#### [WHAT THE EXERCISE ASKS]
Reproduce each of the lines below word for word, leaving nothing out and changing nothing.

┌─ PROVIDED ENTRIES

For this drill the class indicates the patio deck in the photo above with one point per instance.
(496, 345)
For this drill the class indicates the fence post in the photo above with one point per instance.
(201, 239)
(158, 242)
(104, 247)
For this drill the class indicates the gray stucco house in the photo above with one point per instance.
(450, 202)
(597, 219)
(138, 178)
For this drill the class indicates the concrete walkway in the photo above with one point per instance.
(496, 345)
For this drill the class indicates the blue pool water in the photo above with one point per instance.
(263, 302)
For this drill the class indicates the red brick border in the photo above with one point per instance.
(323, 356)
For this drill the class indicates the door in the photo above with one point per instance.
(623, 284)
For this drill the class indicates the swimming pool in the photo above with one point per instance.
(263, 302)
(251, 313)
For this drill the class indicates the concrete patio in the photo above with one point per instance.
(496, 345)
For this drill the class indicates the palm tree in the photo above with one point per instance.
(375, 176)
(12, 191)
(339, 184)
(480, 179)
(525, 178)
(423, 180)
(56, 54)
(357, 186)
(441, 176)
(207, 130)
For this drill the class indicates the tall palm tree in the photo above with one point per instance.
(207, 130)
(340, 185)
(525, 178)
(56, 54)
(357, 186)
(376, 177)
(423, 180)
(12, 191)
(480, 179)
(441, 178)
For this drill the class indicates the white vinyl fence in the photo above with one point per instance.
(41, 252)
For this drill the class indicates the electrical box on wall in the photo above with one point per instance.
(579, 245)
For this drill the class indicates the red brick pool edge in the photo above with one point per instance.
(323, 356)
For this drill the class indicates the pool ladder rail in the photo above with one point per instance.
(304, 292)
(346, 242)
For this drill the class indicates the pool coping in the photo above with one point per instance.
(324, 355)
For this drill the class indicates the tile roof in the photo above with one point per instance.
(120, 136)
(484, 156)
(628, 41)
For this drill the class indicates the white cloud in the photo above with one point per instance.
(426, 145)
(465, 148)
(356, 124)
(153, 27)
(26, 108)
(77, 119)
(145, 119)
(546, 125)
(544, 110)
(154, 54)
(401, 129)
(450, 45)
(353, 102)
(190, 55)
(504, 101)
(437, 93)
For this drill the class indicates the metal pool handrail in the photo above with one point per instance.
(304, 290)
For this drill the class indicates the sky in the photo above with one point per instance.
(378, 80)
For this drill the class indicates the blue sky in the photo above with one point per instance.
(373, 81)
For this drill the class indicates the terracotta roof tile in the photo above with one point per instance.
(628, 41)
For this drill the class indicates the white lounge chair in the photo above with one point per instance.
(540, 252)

└─

#### [RESULT OF THIS EXERCISE]
For this drill the class indicates the patio deck in the photo above with one point per instance.
(496, 345)
For this drill the class indicates the fence post in the photo above with one point per instance.
(201, 239)
(158, 242)
(104, 247)
For this drill the class indicates the gray stucco house in the photo above with one point per instance.
(450, 202)
(597, 219)
(138, 178)
For this drill the class indicates the concrete walkway in the photo above with one point per instance.
(496, 345)
For this drill the class indicates the blue pool water in the photo above with one point per instance.
(263, 302)
For this drill the class indicates the red brick border in the photo above with one point per instance.
(323, 356)
For this drill the class indicates the door in the photo above with one point per instance.
(623, 284)
For this drill the class indicates the swimming pool in the photo above with one point per instance.
(263, 302)
(251, 313)
For this drill the class indicates the concrete patio in the photo above with one point per instance.
(496, 345)
For this drill the class indicates the palm tree in the photo above with one point per instance.
(375, 176)
(12, 191)
(339, 184)
(480, 179)
(525, 178)
(423, 180)
(56, 54)
(357, 186)
(441, 176)
(207, 130)
For this drill the class indicates the tall palm tree in the photo above with one point per instance.
(207, 130)
(340, 185)
(525, 178)
(56, 54)
(357, 186)
(376, 177)
(423, 180)
(12, 191)
(480, 179)
(441, 178)
For this drill the class indicates the white vinyl fence in the photo above with one point per instance.
(41, 252)
For this drill the class indicates the electrical box on wall in the photo above with one point per instance.
(579, 245)
For this drill the class indicates the red brick pool edge in the photo above with one point per instance.
(323, 356)
For this drill the class indicates the pool ladder rail in the photo above with one point per instance.
(304, 292)
(346, 242)
For this drill the class indicates the pool coping in the photo above with one point per instance.
(324, 355)
For this drill the class indicates the tile roof in the photo above with one point per instance.
(120, 136)
(484, 156)
(628, 41)
For this drill the class indicates the white cloud in the photo above with one point per instance.
(426, 145)
(465, 148)
(356, 124)
(153, 27)
(26, 108)
(77, 119)
(145, 119)
(546, 125)
(544, 110)
(154, 54)
(401, 129)
(450, 45)
(353, 102)
(190, 55)
(504, 101)
(437, 93)
For this drill the class indicates the metal pool handrail in the photo above with one point per instance.
(304, 290)
For this drill the class indicates the sky in the photo above with one point per instance.
(378, 80)
For this drill the class indicates the blue sky in the photo above with one point per instance.
(373, 81)
For this drill the class indicates the terracotta roof tile in the photo above with one point per instance.
(628, 41)
For this drill the class indicates the white lounge chair in the photo above with one point per instance.
(540, 252)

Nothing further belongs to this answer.